## Task description
Find each row below that contains the string "jack" and copy those rows.

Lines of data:
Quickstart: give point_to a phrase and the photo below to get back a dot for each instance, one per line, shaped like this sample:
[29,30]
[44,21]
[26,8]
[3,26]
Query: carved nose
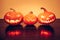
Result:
[48,19]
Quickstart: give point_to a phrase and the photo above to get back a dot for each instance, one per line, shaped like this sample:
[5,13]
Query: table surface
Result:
[32,34]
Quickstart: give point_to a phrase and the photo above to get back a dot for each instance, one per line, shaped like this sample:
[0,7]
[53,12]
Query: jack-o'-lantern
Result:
[13,17]
[30,18]
[46,17]
[14,31]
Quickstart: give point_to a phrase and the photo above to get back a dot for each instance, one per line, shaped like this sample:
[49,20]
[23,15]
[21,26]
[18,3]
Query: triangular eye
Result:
[42,16]
[51,15]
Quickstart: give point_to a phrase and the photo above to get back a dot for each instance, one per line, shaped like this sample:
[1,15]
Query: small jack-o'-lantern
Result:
[46,17]
[13,17]
[30,18]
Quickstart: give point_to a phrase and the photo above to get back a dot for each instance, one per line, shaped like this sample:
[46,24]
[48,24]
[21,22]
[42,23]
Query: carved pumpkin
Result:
[13,17]
[14,31]
[46,17]
[30,18]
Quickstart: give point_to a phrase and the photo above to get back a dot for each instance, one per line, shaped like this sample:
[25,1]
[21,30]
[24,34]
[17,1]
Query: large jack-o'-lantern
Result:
[13,17]
[30,18]
[46,17]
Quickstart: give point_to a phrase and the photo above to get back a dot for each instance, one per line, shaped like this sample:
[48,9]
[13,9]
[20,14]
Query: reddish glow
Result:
[45,33]
[14,33]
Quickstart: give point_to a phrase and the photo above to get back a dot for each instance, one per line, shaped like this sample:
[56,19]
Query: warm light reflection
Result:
[45,33]
[14,33]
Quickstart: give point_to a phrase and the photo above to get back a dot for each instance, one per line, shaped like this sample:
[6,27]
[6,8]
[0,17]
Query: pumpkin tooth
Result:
[12,21]
[16,20]
[7,20]
[51,15]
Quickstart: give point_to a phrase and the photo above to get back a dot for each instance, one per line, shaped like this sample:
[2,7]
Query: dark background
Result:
[33,34]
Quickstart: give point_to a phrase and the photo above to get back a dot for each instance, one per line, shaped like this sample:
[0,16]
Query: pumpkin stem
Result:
[31,12]
[12,9]
[43,9]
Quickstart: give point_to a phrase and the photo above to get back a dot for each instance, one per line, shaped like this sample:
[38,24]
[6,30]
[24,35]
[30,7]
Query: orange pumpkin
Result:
[30,18]
[13,17]
[46,17]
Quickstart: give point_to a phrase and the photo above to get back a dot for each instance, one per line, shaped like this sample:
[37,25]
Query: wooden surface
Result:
[33,34]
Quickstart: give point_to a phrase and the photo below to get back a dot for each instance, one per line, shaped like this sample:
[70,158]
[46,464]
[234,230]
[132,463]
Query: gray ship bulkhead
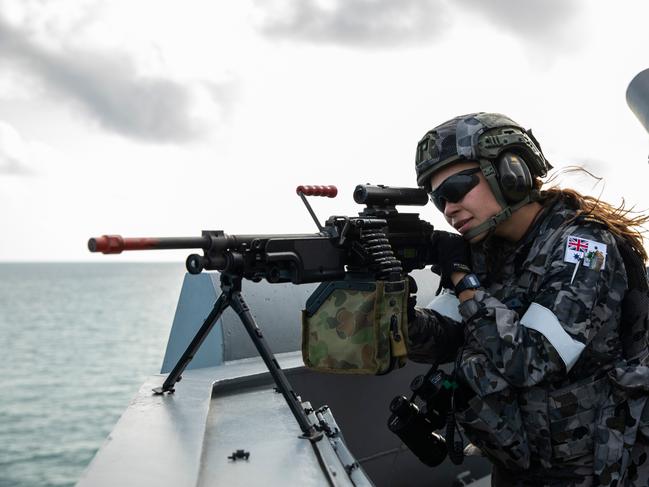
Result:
[226,402]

## Answer to the problem
Query: jack-o'-lantern
Query: small jack-o'-lantern
Query: large jack-o'-lantern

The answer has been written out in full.